_REQUIRED WORK_
Turn the lines of the records between the line holding "- **Query**: foal's knee" and the line holding "left=0, top=43, right=960, bottom=476", inclusive, into a JSON list of strings with one string per line, leaving out blank lines.

Dataset excerpt:
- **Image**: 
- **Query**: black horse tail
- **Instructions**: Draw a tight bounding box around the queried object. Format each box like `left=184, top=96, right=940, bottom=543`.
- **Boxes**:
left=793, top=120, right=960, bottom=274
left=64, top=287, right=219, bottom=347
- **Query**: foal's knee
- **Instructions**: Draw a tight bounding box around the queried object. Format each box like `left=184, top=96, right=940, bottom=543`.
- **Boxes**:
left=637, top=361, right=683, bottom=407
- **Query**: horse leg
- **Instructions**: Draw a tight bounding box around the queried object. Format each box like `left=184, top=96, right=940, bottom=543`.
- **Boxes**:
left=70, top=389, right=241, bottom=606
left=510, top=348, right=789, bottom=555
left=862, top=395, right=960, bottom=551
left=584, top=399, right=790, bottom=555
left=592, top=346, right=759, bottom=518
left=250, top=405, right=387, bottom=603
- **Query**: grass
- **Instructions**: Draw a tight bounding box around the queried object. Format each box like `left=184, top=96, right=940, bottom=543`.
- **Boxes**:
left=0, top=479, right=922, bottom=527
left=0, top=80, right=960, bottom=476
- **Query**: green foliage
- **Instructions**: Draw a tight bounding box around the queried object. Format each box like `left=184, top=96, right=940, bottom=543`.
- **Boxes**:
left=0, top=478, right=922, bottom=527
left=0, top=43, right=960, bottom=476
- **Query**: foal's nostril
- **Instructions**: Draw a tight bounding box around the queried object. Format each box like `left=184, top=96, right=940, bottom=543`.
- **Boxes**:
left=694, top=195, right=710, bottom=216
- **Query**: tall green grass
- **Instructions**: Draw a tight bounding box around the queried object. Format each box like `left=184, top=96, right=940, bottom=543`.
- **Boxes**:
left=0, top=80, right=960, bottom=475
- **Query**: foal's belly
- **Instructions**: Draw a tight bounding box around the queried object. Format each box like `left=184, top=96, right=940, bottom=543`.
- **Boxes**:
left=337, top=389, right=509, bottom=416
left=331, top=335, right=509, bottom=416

_TASK SOLUTION_
[
  "- **Query**: foal's knee",
  "- **Instructions**: Draw a tight bounding box around the queried object. Format each box like `left=184, top=96, right=940, bottom=543`.",
  "- **Boxes**:",
  "left=637, top=361, right=683, bottom=407",
  "- **Query**: horse leg",
  "- **Instructions**: Draw a tight bounding box around the queried object. Format each box like `left=184, top=96, right=940, bottom=543`.",
  "- **Boxes**:",
  "left=70, top=389, right=241, bottom=606",
  "left=510, top=348, right=789, bottom=555",
  "left=862, top=395, right=960, bottom=551",
  "left=584, top=399, right=790, bottom=555",
  "left=592, top=346, right=759, bottom=518",
  "left=250, top=405, right=387, bottom=603",
  "- **Query**: grass",
  "- **Instructions**: Draw a tight bounding box around the queried object. Format each box like `left=184, top=96, right=940, bottom=543`.",
  "- **Boxes**:",
  "left=0, top=479, right=922, bottom=527",
  "left=0, top=80, right=960, bottom=476",
  "- **Query**: green foliage",
  "- **Instructions**: Draw a tight bounding box around the queried object. Format each box like `left=184, top=96, right=940, bottom=543`.",
  "- **Boxes**:",
  "left=0, top=478, right=922, bottom=527",
  "left=0, top=43, right=960, bottom=476"
]